EXERCISES TO COMPLETE:
1. Translate this sentence from the article on L-arginine and nitrate tolerance into Spanish: "They detected no difference in the time to onset of angina compared with baseline."
2. Reproduce a section of the article on L-arginine and nitrate tolerance word for word. Begin at the words "A Canadian study" and stop after "patients receiving L-arginine.".

PROVIDED PASSAGE:

A Canadian study has suggested that L-arginine can help prevent nitrate tolerance in patients receiving continuous transdermal nitroglycerin (TD-GTN) therapy, a common treatment for angina.
Writing in the Journal of the American College of Cardiology, lead author Dr John O. Parker from Queens University, Kingston, Ontario, said his team had studied 14 patients with stable angina, receiving TD-GTN therapy while also receiving either supplemental L-arginine or a placebo.
The researchers then assessed the performance of the subjects on a treadmill after they had received the L-arginine but before the start of TD-GTN. They detected no difference in the time to onset of angina compared with baseline. But when the same patients were studied after TD-GTN, the treadmill-walking time increased at four hours and at 24 hours in the patients receiving L-arginine.
"The improvement in exercise performance both four hours and 24 hours after TD-GTN during continuous therapy, when patients were receiving L-arginine, is of statistical significance, but the confidence intervals are wide," Parker wrote.
"The data suggests that L-arginine supplementation modified the development of tolerance to GTN, but it cannot be stated that this modification completely prevents tolerance. In order to make the latter statement, it would be necessary to compare the initial responses to TD-GTN and placebo in a blinded fashion in these patients."

DATA PROVIDED:
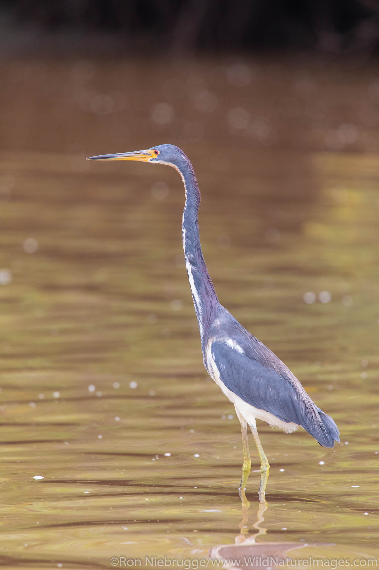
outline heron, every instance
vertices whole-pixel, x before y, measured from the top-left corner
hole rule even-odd
[[[197,214],[199,185],[188,157],[178,146],[159,145],[145,150],[91,156],[89,160],[138,160],[178,170],[184,186],[182,238],[184,260],[199,323],[204,365],[234,404],[241,423],[244,462],[240,490],[251,469],[248,425],[261,461],[259,495],[266,492],[270,465],[257,430],[257,420],[290,433],[299,426],[326,447],[339,442],[332,418],[318,408],[281,360],[253,336],[219,302],[201,251]]]

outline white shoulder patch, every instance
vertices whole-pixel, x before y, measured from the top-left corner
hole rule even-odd
[[[240,354],[241,355],[245,354],[245,351],[244,350],[244,349],[242,348],[241,347],[240,347],[240,345],[238,344],[235,340],[233,340],[233,339],[228,339],[227,340],[225,341],[225,344],[227,344],[228,347],[230,347],[230,348],[233,348],[234,350],[237,351],[237,352],[239,352]]]

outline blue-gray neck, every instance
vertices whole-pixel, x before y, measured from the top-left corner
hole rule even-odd
[[[200,194],[197,181],[191,162],[187,157],[184,155],[182,157],[183,160],[175,165],[186,190],[182,237],[187,272],[203,341],[208,325],[215,318],[219,304],[200,242],[197,213]]]

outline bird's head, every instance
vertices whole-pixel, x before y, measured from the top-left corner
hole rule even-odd
[[[120,152],[116,154],[100,154],[90,156],[88,160],[141,160],[145,162],[160,162],[178,168],[187,158],[180,148],[172,144],[160,144],[146,150]]]

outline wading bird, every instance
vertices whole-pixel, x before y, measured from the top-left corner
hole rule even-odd
[[[287,433],[303,427],[320,445],[339,441],[334,421],[314,404],[299,380],[273,352],[245,329],[219,302],[203,256],[197,212],[200,194],[195,173],[184,153],[170,144],[146,150],[92,156],[90,160],[141,160],[167,164],[178,170],[186,192],[182,237],[184,259],[199,323],[204,366],[236,408],[241,422],[244,490],[251,467],[248,424],[261,459],[259,498],[264,498],[270,466],[256,420]]]

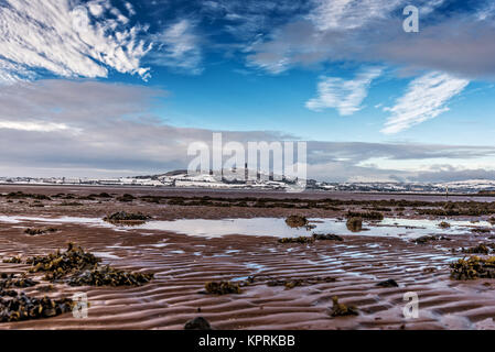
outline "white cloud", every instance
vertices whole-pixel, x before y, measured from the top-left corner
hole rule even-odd
[[[320,31],[352,30],[386,18],[403,0],[315,0],[308,18]]]
[[[50,122],[46,123],[44,121],[40,122],[0,121],[0,129],[30,131],[30,132],[54,132],[54,131],[68,130],[68,127],[64,123],[50,123]]]
[[[392,108],[384,109],[391,116],[381,132],[397,133],[449,111],[449,100],[459,95],[469,82],[466,79],[438,72],[416,78],[409,84],[406,95],[397,99]]]
[[[154,36],[158,43],[152,62],[160,66],[168,66],[201,74],[202,51],[200,37],[194,32],[194,22],[183,19],[170,25],[160,35]]]
[[[104,16],[105,12],[112,15]],[[140,66],[150,50],[142,28],[109,0],[6,0],[0,3],[0,79],[9,82],[36,69],[63,77],[106,77],[108,67],[148,76]],[[8,64],[21,70],[12,74]]]
[[[361,105],[368,95],[372,81],[381,75],[381,68],[369,68],[358,74],[355,79],[344,80],[324,77],[318,85],[319,97],[306,102],[306,108],[314,111],[337,109],[341,116],[349,116],[362,109]]]

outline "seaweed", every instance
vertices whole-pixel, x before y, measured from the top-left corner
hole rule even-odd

OUTPUTS BY TASK:
1. No detectaron ninguna diferencia en el tiempo hasta la aparición de la angina en comparación con el valor inicial.

2.
A Canadian study has suggested that L-arginine can help prevent nitrate tolerance in patients receiving continuous transdermal nitroglycerin (TD-GTN) therapy, a common treatment for angina.
Writing in the Journal of the American College of Cardiology, lead author Dr John O. Parker from Queens University, Kingston, Ontario, said his team had studied 14 patients with stable angina, receiving TD-GTN therapy while also receiving either supplemental L-arginine or a placebo.
The researchers then assessed the performance of the subjects on a treadmill after they had received the L-arginine but before the start of TD-GTN. They detected no difference in the time to onset of angina compared with baseline. But when the same patients were studied after TD-GTN, the treadmill-walking time increased at four hours and at 24 hours in the patients receiving L-arginine.